Лев Лосев, чья книга «Иосиф Бродский» ныне издана в серии «Жизнь замечательных людей», был другом Бродского на протяжении многих лет (сперва в России, потом и в Америке), соответственно исчисленные выше проблемы не могли не переживаться им с особенной остротой. Но в том и дело, что «общие правила» (трудно писать о поэте, о современнике, о друге) в иных случаях не то чтобы отменяются, но обретают качественно новый смысл. Да, трудно, но в одолении этой трудности, в исполнении того, что стало твоим долгом, в высоком служении истине (неотделимой от верности дружеству и любви к поэзии) — счастье.

Лосев дал своей книге подзаголовок, что не предполагается каноном «ЖЗЛ», но зато настраивает читателя на должный лад. Нам представлен «опыт литературной биографии», в котором «жизнь» подчинена «поэзии», а сосредоточенность автора на поэзии (не только Бродского!) позволяет увидеть жизнь поэта вне «героических» мифов и бульварных сплетен. Лосев не пишет прямо о своей убежденности в том, что поэт — это непременно крупный человек, но без этого чувства, без этой долгой мысли, без этой веры (которую принято считать простодушной) его книга была бы совсем другой. Вернее, не было бы ни книги о Бродском, ни самого Лосева — тонкого и эрудированного филолога, интеллектуала, всерьез, а не по случаю обдумывающего философские коллизии и трагические парадоксы истории, памятливого мемуариста, умеющего передать «дух времени» и обходящегося без столь распространенного высокомерного умствования, сытого презрения к «глупому» прошлому, человека по-настоящему доброжелательного и тактичного (чья доброта, однако, не соскальзывает в равнодушное всепрощение, а корректность не дрейфует к лицемерию) и, что важнее всего, большого поэта.

* * * * * * *

> _Письменное задание 1_: Перепечатайте из отрывка о книге Лосева всё, начиная со слов «Лев Лосев, чья» и вплоть до слов «к поэзии) — счастье.».
> _Письменное задание 2_:
Ответьте по отрывку о книге Лосева на следующие вопросы:
(a) В каких странах Лосев был другом Бродского?
(b) Чему в книге подчинена «жизнь»?
(c) Какое качество Лосева названо самым важным?

> _Собранные данные_:
* * * * * * *

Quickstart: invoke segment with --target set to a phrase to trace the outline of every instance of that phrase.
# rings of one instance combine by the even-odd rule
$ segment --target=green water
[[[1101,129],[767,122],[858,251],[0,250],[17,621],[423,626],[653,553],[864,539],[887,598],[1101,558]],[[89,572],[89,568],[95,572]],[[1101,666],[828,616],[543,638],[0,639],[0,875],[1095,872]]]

* * * * * * *

> _Решение упражнения 1_:
Лев Лосев, чья книга «Иосиф Бродский» ныне издана в серии «Жизнь замечательных людей», был другом Бродского на протяжении многих лет (сперва в России, потом и в Америке), соответственно исчисленные выше проблемы не могли не переживаться им с особенной остротой. Но в том и дело, что «общие правила» (трудно писать о поэте, о современнике, о друге) в иных случаях не то чтобы отменяются, но обретают качественно новый смысл. Да, трудно, но в одолении этой трудности, в исполнении того, что стало твоим долгом, в высоком служении истине (неотделимой от верности дружеству и любви к поэзии) — счастье.

> _Решение упражнения 2_:
(a) Лосев был другом Бродского сперва в России, потом в Америке.
(b) В книге «жизнь» подчинена «поэзии».
(c) Самым важным названо то, что Лосев — большой поэт.